■ **ENTRIES PROVIDED**

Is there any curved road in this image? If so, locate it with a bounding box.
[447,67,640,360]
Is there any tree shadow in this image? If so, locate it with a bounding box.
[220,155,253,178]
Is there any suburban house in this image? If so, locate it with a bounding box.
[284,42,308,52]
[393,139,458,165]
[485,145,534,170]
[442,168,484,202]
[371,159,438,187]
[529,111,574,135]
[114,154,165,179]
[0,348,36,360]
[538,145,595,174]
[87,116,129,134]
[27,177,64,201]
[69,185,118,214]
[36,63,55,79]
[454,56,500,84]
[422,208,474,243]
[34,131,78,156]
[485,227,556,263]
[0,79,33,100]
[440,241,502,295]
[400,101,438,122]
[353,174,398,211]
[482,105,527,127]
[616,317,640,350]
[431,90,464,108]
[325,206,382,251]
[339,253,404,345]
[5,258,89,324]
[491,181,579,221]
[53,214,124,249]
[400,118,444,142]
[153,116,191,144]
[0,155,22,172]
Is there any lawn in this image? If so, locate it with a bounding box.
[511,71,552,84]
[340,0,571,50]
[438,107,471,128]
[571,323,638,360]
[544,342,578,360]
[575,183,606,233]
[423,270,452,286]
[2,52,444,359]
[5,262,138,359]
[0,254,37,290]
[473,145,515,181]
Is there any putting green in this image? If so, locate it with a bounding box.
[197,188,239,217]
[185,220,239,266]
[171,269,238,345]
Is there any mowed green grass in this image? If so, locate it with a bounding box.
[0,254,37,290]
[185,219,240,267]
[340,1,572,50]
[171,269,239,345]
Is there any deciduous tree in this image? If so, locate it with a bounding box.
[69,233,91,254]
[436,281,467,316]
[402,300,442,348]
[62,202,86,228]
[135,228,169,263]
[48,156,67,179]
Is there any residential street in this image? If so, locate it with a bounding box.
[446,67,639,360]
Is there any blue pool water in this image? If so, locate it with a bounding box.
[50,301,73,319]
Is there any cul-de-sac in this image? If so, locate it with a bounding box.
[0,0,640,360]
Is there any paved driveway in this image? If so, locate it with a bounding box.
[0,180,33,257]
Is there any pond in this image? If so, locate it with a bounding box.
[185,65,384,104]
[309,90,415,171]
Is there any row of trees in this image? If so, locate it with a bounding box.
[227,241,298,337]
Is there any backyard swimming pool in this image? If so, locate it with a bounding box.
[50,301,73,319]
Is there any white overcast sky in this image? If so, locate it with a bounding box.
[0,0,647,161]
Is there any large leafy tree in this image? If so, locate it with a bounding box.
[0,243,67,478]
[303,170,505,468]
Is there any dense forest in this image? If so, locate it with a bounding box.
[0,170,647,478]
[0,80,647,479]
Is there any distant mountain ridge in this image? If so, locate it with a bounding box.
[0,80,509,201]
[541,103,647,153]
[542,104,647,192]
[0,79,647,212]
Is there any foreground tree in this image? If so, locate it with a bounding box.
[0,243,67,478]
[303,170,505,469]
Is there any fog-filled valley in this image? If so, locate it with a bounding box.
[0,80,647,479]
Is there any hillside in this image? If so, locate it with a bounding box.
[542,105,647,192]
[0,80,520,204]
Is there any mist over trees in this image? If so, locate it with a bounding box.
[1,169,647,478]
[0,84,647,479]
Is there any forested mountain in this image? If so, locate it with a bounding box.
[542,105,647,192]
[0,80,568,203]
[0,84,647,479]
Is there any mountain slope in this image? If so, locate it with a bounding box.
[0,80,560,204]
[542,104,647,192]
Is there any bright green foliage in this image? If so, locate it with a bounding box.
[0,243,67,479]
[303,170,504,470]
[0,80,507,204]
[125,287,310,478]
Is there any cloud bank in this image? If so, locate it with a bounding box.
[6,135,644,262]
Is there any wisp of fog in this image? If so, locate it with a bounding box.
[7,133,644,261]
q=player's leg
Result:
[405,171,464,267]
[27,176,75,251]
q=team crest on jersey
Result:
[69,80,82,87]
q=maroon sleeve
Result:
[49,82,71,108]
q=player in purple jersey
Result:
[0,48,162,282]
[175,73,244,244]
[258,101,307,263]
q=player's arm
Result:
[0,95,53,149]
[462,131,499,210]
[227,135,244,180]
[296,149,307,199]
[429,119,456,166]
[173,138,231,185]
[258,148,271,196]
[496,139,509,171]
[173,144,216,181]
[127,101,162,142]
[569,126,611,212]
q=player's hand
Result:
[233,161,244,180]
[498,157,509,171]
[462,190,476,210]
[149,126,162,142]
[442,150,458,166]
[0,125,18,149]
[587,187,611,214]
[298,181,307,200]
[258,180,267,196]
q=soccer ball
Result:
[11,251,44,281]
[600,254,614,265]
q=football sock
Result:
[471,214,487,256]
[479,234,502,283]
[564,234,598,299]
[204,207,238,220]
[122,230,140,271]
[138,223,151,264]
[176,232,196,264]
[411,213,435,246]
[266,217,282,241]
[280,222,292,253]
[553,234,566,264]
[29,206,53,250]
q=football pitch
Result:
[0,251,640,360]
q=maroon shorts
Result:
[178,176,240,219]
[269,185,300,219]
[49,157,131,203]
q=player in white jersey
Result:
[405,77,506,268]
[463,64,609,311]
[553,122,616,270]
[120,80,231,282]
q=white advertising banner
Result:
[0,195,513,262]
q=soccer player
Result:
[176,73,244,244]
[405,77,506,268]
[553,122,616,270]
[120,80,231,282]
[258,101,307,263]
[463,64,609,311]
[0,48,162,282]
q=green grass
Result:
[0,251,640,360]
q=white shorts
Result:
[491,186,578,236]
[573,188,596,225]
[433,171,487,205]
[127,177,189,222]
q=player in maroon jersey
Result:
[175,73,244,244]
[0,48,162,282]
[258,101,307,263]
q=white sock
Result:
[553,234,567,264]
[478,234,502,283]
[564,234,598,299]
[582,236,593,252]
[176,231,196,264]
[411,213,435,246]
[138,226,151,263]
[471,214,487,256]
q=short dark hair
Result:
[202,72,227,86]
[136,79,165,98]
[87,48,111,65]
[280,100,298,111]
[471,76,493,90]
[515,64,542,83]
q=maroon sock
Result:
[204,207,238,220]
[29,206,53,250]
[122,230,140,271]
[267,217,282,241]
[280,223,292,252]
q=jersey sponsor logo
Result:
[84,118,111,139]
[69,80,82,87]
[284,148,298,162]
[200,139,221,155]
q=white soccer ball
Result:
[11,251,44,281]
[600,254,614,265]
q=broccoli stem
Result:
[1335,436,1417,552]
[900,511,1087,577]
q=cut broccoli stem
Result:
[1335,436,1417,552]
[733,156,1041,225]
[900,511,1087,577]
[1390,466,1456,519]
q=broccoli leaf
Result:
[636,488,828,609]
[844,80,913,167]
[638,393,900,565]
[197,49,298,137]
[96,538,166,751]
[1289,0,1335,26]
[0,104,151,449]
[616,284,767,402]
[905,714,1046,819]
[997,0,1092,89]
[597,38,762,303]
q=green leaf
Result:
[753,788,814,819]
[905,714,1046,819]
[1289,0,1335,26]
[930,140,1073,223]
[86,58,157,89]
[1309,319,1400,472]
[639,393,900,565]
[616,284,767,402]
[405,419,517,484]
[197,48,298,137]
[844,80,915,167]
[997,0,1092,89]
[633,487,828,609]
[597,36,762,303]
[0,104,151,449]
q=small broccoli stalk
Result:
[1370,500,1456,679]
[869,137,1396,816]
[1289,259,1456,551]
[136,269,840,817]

---

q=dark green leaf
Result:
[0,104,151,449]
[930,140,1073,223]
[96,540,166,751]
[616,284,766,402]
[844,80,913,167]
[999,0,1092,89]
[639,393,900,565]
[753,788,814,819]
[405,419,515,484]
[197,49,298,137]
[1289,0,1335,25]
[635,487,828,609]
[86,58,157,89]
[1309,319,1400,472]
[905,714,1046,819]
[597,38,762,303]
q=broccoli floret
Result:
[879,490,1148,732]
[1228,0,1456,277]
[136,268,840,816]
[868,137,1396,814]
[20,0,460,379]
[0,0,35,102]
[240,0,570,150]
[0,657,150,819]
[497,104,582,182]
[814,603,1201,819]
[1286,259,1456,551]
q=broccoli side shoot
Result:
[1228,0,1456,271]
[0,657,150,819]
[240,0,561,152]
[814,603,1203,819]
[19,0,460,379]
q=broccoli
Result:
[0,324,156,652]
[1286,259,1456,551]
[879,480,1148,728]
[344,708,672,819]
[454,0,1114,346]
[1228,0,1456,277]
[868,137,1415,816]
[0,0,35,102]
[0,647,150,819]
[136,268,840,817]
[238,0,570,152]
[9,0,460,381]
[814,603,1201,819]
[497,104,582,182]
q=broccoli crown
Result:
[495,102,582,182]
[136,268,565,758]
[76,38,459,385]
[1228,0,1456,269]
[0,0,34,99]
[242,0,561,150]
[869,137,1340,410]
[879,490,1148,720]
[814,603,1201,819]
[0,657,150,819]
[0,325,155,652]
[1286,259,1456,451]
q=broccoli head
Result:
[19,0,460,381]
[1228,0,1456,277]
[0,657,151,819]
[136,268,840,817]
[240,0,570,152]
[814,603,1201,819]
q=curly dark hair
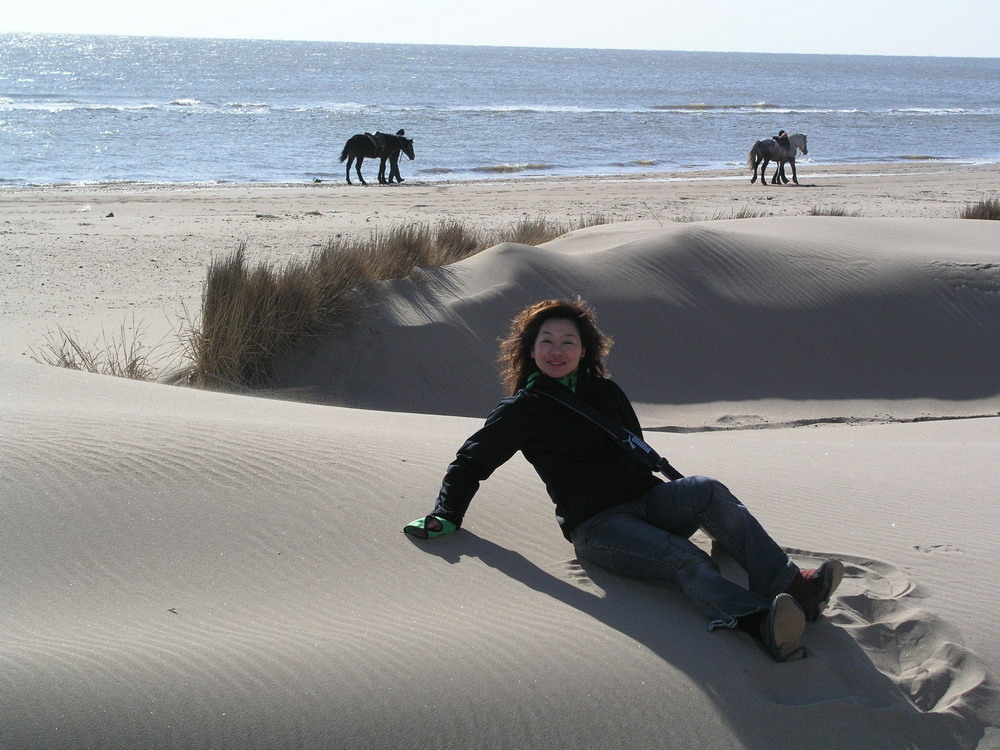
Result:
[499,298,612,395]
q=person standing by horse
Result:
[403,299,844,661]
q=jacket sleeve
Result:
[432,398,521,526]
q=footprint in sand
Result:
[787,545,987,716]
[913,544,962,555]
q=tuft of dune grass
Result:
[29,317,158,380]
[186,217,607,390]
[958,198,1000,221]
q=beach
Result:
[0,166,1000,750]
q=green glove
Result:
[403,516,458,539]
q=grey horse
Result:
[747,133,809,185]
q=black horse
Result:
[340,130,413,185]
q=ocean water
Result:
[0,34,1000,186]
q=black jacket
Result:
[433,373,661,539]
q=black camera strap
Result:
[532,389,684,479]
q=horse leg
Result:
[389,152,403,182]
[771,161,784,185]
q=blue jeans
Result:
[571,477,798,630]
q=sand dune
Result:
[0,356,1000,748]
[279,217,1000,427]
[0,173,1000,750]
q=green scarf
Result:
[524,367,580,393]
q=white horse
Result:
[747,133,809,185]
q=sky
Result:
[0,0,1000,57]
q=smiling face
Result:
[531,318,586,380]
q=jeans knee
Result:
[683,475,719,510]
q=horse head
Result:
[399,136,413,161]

■ **INSTRUCTIONS TO FOLLOW**
Copy the items from the line containing "Is there any curved" through the line containing "[220,155,253,178]", unchanged. Output only those lines.

■ **RESULT OF THIS EXERCISE**
Is there any curved road in this image? If so, locate it with a bounding box.
[447,67,640,360]
Is there any tree shadow in this image? If so, locate it with a bounding box.
[220,155,253,178]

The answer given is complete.